(Beginning of Source document)

Another file generated and dropped by ‘ignit.vbs’ is ‘C:\usErs\puBLIC\fAVORIteS\desktop.ini’. This file contains a third VBScript that is eventually used to execute the microbackdoor, ‘core.dll’. The desktop.ini VBScript executes the core.dll file through the Assembly Registration tool (regasm.exe), another Windows binary used for proxy execution, this time for .NET executables (tracked by MITRE as T1218.009 – System Binary Proxy Execution: Regsvcs/Regasm). Figure 12 below shows the functions within ‘ignit.vbs’ that generate the ‘desktop.ini’ file, while Figure 13 shows the content of ‘desktop.ini’ that eventually calls regasm.exe.
Figure 12. Code within ‘ignit.vbs’ that decodes and creates the third stage VBScript ‘desktop.ini’.
Figure 13. Content of the ‘desktop.ini’ file showing instructions to execute core.dll.
FortiEDR detects and blocks the execution of the third stage VBScript, ‘desktop.ini’, as shown in Figure 14 below.
Figure 14. FortiEDR security events generated as a result of ‘desktop.ini’ VBScript execution. This behavior will be detected and blocked by FortiEDR out of the box (default policies).

(End of Source document)
(Beginning of Supplied information)

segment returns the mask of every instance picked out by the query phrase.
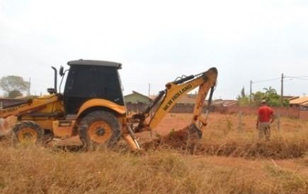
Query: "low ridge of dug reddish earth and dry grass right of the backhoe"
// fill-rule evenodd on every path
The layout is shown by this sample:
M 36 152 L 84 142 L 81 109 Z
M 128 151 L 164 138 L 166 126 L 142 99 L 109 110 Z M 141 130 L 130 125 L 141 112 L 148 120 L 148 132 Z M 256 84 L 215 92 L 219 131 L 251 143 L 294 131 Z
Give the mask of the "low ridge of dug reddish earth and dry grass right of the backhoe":
M 243 157 L 246 159 L 273 158 L 290 159 L 304 157 L 308 143 L 302 141 L 270 140 L 270 141 L 228 141 L 226 143 L 205 143 L 203 140 L 188 138 L 188 128 L 172 131 L 169 135 L 159 136 L 143 143 L 146 151 L 177 150 L 183 154 L 212 155 L 225 157 Z

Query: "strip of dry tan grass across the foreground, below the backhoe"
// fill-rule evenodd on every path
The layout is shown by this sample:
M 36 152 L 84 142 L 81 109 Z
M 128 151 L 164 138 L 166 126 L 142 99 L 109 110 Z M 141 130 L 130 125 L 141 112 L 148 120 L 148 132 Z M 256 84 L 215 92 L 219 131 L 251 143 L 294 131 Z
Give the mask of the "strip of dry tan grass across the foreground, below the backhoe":
M 1 193 L 307 193 L 308 176 L 277 164 L 173 150 L 52 152 L 0 147 Z M 304 166 L 304 164 L 302 164 Z

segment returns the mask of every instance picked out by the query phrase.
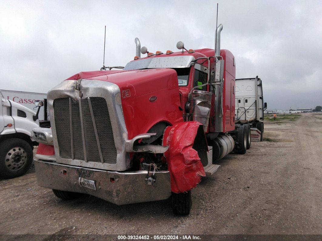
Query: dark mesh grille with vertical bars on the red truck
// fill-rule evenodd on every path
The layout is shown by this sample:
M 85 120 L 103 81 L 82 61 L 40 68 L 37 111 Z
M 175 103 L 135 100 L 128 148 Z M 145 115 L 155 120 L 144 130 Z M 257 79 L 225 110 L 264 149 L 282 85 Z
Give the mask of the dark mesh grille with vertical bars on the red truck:
M 58 98 L 53 102 L 60 157 L 86 159 L 87 162 L 103 160 L 103 163 L 116 164 L 117 151 L 106 100 L 102 97 L 90 97 L 90 101 L 88 98 L 80 101 L 81 103 L 71 98 Z

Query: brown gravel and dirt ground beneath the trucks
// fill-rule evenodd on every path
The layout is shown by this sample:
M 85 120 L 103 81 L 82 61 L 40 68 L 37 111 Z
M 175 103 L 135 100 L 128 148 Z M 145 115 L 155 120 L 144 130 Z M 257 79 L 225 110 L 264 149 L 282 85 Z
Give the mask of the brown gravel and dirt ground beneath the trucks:
M 245 155 L 230 154 L 192 191 L 187 217 L 170 200 L 116 206 L 62 201 L 33 170 L 0 180 L 2 234 L 322 234 L 322 116 L 265 123 Z

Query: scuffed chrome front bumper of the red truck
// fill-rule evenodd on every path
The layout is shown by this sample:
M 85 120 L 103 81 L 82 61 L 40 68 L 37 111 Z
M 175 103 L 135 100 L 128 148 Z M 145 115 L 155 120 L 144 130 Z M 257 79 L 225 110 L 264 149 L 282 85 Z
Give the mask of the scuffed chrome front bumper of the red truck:
M 147 185 L 147 171 L 105 171 L 43 160 L 35 161 L 35 169 L 41 187 L 87 193 L 116 205 L 164 200 L 171 196 L 169 171 L 156 172 L 154 185 Z M 95 181 L 96 190 L 81 187 L 80 177 Z

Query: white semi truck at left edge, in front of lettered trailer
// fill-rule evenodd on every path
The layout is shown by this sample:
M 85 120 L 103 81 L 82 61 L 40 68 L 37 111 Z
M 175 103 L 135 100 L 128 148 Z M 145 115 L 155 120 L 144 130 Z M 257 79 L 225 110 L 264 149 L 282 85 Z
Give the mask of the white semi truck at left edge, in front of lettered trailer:
M 8 100 L 1 91 L 0 97 L 0 178 L 14 178 L 26 173 L 33 162 L 33 146 L 38 143 L 31 131 L 39 121 L 34 111 Z M 39 109 L 43 102 L 35 104 Z

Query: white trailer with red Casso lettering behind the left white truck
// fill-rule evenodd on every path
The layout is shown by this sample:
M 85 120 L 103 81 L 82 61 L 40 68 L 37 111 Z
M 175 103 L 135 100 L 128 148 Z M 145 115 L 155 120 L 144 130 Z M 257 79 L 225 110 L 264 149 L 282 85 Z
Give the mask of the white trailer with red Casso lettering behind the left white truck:
M 0 89 L 0 91 L 2 92 L 5 99 L 11 100 L 34 111 L 37 111 L 37 107 L 35 107 L 35 101 L 42 100 L 44 106 L 39 110 L 39 125 L 41 127 L 50 127 L 46 93 L 24 92 L 5 89 Z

(End of Supplied information)

■ **Exercise tasks**:
1) According to the malware analysis excerpt, which Windows binary does the desktop.ini VBScript use to execute core.dll?
2) Retype the passage of the malware analysis excerpt starting with "Figure 13. Content" and going on through "box (default policies).".

■ **Outputs in order**:
1) The Assembly Registration tool, regasm.exe.

2)
Figure 13. Content of the ‘desktop.ini’ file showing instructions to execute core.dll.
FortiEDR detects and blocks the execution of the third stage VBScript, ‘desktop.ini’, as shown in Figure 14 below.
Figure 14. FortiEDR security events generated as a result of ‘desktop.ini’ VBScript execution. This behavior will be detected and blocked by FortiEDR out of the box (default policies).